■ **EXPLORER LE CONTENU**:
1 - Reproduisez, dans le texte présenté ci-dessous, tout ce qui va de « 20101216-CTR_FNH_ITW_Dominique_Bourg.jpgJ'ai récemment pris » jusqu'à « reproduction de l'interview). ».
2 - Dans le texte sur le principe de précaution, quel adjectif Dominique Bourg emploie-t-il pour qualifier le texte contre lequel il prend position ?

■ **TEXTE PRÉSENTÉ**:
_ _ _ _ _

Publié le 10 janvier 2012 par Arnaudgossement

20101216-CTR_FNH_ITW_Dominique_Bourg.jpgJ'ai récemment pris position, ici et auprés de l'agence de presse AEDD, contre la proposition de résolution de MM les députés Gest et Tourtellier qui tend à encadrer l'application du principe de précaution. Dominique Bourg, philosophe et membre du Comité de veille écologique de Nicolas Hulot prend à son tour position contre un texte qu'il juge "inutile" (merci à AEDD pour la reproduction de l'interview).


AEDD : Pour Dominique Bourg, la résolution Gest-Tourtelier n'émane pas du « lobby anti-principe de précaution »

_ _ _ _ _

■ **DONNÉES EXTRAITES**:
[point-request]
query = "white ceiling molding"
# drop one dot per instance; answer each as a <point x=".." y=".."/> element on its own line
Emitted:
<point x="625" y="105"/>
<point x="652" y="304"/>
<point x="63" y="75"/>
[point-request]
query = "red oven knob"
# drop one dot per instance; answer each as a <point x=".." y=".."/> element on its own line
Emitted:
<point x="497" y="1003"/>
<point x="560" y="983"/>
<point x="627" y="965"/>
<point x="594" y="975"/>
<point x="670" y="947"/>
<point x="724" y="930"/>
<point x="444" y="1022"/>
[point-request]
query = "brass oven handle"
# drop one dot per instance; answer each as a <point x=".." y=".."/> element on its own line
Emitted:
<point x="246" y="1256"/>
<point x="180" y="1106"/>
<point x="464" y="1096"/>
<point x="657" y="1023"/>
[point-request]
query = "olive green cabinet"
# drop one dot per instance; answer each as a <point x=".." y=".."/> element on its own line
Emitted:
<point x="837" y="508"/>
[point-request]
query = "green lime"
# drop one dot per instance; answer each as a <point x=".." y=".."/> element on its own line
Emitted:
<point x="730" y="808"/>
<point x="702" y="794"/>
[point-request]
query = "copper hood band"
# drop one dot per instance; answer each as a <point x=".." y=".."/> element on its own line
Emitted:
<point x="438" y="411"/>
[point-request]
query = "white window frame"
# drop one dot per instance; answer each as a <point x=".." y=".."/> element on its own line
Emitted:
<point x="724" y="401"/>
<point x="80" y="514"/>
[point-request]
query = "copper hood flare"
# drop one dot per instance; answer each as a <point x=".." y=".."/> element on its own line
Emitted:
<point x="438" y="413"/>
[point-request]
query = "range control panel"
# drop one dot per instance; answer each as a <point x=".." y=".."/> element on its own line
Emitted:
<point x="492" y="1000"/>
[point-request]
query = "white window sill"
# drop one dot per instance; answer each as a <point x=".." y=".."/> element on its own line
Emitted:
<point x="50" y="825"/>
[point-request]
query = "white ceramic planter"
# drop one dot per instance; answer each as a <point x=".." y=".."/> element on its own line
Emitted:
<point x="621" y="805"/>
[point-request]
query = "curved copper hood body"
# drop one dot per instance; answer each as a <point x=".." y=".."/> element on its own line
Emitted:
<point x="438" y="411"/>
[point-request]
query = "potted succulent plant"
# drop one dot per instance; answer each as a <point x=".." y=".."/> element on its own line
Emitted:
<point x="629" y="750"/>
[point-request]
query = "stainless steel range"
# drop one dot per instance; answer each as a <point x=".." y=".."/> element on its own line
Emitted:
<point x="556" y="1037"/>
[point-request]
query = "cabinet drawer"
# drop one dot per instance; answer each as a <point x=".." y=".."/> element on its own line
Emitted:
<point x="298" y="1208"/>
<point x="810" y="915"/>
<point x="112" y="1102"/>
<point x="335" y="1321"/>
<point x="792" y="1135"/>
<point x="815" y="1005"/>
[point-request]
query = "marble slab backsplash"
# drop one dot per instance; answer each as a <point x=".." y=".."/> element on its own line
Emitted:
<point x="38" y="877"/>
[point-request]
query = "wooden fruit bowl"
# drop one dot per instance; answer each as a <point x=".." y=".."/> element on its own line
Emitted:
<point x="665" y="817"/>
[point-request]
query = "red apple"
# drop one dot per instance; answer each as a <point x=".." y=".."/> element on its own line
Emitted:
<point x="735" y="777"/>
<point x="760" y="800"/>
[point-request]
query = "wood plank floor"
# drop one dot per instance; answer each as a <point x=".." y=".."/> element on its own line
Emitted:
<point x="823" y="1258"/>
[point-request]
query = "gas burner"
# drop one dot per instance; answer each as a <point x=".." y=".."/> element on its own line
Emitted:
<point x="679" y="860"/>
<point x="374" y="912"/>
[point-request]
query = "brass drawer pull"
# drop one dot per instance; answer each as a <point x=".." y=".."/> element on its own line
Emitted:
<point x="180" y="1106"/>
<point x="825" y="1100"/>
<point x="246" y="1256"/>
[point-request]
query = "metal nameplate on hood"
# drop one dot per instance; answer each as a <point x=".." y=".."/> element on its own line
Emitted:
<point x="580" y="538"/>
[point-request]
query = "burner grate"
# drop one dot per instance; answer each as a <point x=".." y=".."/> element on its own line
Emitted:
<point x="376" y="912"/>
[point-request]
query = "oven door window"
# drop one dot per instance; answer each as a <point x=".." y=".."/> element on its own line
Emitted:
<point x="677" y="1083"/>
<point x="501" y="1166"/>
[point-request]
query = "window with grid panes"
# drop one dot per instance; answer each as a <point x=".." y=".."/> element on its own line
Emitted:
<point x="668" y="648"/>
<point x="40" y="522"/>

_ _ _ _ _

■ **RÉPONSES AUX EXERCICES**:
1 -
20101216-CTR_FNH_ITW_Dominique_Bourg.jpgJ'ai récemment pris position, ici et auprés de l'agence de presse AEDD, contre la proposition de résolution de MM les députés Gest et Tourtellier qui tend à encadrer l'application du principe de précaution. Dominique Bourg, philosophe et membre du Comité de veille écologique de Nicolas Hulot prend à son tour position contre un texte qu'il juge "inutile" (merci à AEDD pour la reproduction de l'interview).

2 - Il le juge « inutile ».